begin

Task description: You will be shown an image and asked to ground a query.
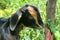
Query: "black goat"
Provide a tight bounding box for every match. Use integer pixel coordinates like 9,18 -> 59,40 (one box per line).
0,5 -> 43,40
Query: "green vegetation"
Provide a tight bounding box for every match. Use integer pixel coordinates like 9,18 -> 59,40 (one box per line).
0,0 -> 60,40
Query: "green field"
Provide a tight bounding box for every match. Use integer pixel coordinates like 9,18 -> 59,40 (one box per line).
0,0 -> 60,40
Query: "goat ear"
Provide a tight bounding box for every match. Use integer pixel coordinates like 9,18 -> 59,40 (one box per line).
10,10 -> 22,31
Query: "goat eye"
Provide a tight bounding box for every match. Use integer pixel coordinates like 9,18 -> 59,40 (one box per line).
29,16 -> 33,19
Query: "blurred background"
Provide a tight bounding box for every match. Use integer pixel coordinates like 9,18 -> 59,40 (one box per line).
0,0 -> 60,40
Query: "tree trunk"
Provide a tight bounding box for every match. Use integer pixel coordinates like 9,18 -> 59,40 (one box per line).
45,0 -> 56,40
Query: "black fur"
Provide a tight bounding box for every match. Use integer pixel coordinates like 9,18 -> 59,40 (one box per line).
0,5 -> 43,40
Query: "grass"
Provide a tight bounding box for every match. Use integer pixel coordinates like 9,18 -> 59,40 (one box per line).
0,0 -> 60,40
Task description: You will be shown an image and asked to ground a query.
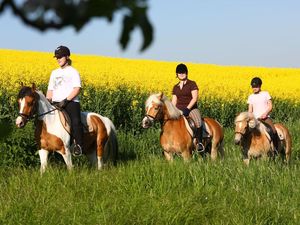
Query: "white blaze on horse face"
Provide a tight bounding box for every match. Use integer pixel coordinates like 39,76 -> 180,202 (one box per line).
16,98 -> 25,127
234,122 -> 244,144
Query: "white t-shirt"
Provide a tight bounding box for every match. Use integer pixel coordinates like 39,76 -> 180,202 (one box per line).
48,66 -> 81,102
247,91 -> 271,118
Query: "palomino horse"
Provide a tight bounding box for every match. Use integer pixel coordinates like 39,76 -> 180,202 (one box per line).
16,84 -> 118,173
142,93 -> 224,161
234,112 -> 292,165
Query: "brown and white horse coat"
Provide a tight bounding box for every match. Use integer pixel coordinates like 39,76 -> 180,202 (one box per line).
234,112 -> 291,165
142,93 -> 224,160
16,85 -> 118,173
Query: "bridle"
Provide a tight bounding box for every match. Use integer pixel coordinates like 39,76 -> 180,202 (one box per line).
19,96 -> 57,122
145,106 -> 164,124
234,121 -> 248,136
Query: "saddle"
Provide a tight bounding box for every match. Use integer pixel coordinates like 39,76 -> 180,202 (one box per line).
184,116 -> 211,138
260,120 -> 278,143
58,109 -> 90,135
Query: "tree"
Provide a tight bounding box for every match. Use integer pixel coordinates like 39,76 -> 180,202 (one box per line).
0,0 -> 153,51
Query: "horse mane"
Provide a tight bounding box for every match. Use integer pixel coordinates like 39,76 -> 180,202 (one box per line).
35,90 -> 54,109
234,112 -> 266,133
234,112 -> 252,123
146,93 -> 182,119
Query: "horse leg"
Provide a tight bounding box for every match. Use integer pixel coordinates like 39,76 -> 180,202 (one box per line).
39,149 -> 49,175
210,140 -> 218,160
164,151 -> 173,162
58,147 -> 73,170
243,158 -> 250,166
86,151 -> 97,166
181,150 -> 191,162
218,141 -> 225,159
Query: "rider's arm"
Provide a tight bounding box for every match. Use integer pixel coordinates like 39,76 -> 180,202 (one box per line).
67,87 -> 81,101
46,90 -> 53,101
172,95 -> 177,106
248,104 -> 253,113
260,99 -> 273,119
187,90 -> 198,109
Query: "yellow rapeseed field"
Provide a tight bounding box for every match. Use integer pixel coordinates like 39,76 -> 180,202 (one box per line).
0,49 -> 300,103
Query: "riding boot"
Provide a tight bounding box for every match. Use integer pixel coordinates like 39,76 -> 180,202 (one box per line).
272,132 -> 280,154
196,127 -> 205,152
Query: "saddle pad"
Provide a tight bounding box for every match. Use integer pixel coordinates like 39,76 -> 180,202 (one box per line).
58,110 -> 71,134
275,127 -> 284,141
183,117 -> 211,138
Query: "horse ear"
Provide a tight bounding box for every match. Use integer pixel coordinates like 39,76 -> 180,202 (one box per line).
31,83 -> 36,91
158,92 -> 164,100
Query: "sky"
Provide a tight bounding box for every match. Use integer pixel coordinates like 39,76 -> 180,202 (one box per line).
0,0 -> 300,68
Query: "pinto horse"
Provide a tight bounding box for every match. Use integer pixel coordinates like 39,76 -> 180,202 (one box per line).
234,112 -> 292,165
16,84 -> 118,173
142,93 -> 224,161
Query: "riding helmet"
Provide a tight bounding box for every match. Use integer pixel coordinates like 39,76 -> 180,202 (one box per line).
54,45 -> 71,58
176,63 -> 188,74
251,77 -> 262,87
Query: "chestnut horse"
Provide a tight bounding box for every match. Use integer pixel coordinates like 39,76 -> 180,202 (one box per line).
16,84 -> 118,173
142,93 -> 224,161
234,112 -> 292,165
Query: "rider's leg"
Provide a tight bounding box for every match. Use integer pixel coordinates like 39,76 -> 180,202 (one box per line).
65,101 -> 83,155
190,109 -> 204,151
264,118 -> 279,152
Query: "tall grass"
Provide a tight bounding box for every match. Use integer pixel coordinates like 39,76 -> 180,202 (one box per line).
0,121 -> 300,224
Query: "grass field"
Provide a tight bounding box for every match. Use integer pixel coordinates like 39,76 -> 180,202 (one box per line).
0,49 -> 300,225
0,118 -> 300,224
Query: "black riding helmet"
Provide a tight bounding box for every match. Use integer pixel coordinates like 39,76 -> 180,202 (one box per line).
251,77 -> 262,87
176,63 -> 188,74
54,45 -> 71,58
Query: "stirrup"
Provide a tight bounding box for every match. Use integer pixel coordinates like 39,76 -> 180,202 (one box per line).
73,144 -> 82,156
196,142 -> 205,153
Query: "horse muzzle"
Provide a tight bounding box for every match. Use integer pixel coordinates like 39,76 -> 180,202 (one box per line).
16,116 -> 27,128
142,116 -> 153,129
234,133 -> 242,145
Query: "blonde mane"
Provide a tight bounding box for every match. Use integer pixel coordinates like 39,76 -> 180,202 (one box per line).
234,112 -> 267,133
146,93 -> 182,119
234,112 -> 250,123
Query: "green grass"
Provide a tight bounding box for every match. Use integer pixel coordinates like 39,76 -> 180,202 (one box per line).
0,121 -> 300,224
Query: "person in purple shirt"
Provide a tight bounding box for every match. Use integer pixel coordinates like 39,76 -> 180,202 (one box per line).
172,63 -> 204,152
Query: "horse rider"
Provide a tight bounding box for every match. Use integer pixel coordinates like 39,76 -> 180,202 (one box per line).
46,46 -> 83,156
247,77 -> 279,151
172,63 -> 204,152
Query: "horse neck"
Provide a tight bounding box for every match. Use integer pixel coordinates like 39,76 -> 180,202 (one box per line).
37,92 -> 54,114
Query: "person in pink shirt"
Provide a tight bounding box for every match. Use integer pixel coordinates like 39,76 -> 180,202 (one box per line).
247,77 -> 278,150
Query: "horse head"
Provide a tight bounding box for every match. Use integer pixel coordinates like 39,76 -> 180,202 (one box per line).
16,83 -> 39,128
142,92 -> 164,128
234,112 -> 259,145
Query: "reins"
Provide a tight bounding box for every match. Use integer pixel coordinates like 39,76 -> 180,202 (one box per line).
19,108 -> 57,121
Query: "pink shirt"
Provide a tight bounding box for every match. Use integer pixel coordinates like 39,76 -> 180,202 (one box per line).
247,91 -> 271,118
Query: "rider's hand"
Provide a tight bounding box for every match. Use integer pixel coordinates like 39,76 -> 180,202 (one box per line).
56,98 -> 70,109
182,108 -> 191,116
259,113 -> 268,120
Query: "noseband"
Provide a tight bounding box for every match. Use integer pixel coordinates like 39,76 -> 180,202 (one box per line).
234,121 -> 248,136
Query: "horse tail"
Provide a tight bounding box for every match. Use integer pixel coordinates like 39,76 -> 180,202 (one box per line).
274,123 -> 292,162
104,127 -> 119,165
203,117 -> 224,159
97,114 -> 119,165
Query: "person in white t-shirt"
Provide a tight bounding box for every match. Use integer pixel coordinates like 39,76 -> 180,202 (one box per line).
247,77 -> 279,150
46,46 -> 83,156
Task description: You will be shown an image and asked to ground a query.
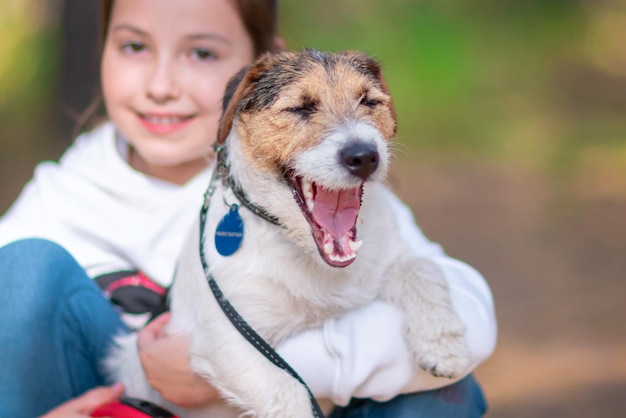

end

EXERCISE INSTRUCTIONS ->
Collect every line above that contains the word "green", copying each one in full. Case counts.

WRITTEN SOLUTION ->
Query: "green vegetation"
Query: "green field"
Query: "green grass"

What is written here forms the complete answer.